- _WHAT IS BEING ASKED_: Copy out every line in the items below that contains the string "heron". Case counts, so match capitals and lowercase letters exactly.

[Entries for labeling bounding boxes]

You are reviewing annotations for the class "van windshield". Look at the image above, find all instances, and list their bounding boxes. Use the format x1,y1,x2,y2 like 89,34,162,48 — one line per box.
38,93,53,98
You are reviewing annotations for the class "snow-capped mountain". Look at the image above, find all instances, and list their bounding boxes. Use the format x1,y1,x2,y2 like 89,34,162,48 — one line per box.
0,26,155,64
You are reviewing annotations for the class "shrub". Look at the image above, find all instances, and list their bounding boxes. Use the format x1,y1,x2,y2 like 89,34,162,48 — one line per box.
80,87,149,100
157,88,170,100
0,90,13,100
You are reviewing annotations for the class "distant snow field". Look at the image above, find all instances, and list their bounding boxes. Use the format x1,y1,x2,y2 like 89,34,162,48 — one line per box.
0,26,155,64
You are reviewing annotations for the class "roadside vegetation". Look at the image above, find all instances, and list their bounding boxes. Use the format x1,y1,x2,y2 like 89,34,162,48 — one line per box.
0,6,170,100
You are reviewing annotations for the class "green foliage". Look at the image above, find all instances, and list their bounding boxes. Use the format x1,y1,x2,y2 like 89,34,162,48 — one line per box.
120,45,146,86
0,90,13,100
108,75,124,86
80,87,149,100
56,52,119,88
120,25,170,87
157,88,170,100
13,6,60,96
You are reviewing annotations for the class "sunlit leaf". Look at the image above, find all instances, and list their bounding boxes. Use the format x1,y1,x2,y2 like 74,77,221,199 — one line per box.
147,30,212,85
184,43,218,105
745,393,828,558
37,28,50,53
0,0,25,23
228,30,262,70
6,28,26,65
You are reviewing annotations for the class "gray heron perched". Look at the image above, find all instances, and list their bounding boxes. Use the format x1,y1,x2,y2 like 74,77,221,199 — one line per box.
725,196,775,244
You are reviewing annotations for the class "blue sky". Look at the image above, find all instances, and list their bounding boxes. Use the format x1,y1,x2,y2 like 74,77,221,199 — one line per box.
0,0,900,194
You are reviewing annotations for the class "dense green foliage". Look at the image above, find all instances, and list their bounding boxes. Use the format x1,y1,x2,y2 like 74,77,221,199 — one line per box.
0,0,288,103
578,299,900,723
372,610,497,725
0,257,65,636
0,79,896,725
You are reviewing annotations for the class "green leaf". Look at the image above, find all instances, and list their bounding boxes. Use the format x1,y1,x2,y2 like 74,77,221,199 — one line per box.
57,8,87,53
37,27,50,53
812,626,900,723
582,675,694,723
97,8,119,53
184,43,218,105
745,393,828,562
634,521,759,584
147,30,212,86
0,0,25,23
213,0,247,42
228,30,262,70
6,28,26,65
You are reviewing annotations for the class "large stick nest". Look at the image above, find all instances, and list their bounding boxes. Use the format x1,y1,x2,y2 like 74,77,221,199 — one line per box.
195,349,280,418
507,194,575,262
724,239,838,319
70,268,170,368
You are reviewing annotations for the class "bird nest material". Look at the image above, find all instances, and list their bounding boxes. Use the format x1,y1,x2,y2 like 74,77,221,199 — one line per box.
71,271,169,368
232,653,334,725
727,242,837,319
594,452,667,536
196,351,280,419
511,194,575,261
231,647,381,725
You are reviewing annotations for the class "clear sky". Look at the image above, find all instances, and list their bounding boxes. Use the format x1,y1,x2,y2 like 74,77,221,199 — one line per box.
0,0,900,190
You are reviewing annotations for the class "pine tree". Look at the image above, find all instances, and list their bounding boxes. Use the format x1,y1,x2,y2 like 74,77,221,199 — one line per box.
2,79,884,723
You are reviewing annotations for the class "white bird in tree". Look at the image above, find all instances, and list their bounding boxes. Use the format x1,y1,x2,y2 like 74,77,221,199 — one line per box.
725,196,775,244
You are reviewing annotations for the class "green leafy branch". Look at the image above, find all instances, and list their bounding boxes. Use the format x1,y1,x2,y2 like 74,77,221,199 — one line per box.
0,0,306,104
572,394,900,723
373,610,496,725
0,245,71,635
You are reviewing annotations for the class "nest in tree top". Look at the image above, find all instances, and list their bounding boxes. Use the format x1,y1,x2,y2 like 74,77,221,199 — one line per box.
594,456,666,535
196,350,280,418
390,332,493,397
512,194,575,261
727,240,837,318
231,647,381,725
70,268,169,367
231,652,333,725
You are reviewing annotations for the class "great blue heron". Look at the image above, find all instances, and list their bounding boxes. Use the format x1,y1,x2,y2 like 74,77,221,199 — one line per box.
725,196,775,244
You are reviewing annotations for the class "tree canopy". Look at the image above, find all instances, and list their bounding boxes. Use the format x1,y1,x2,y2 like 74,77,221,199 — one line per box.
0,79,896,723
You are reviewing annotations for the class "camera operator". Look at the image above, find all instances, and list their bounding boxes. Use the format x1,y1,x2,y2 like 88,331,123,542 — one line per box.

- _ANSWER TO THIS PROBLEM_:
You are reviewing annotations for the class "gray heron perched". Look at the image above, find all instances, and list their bounding boxes. Use the format x1,y1,x2,y2 like 74,77,221,199 — one line per box.
You are reviewing annotations for the class "great blue heron". Look at the image above, find all instances, and list their bounding boxes. Use the format x1,y1,x2,y2 like 74,77,221,199 — one line per box.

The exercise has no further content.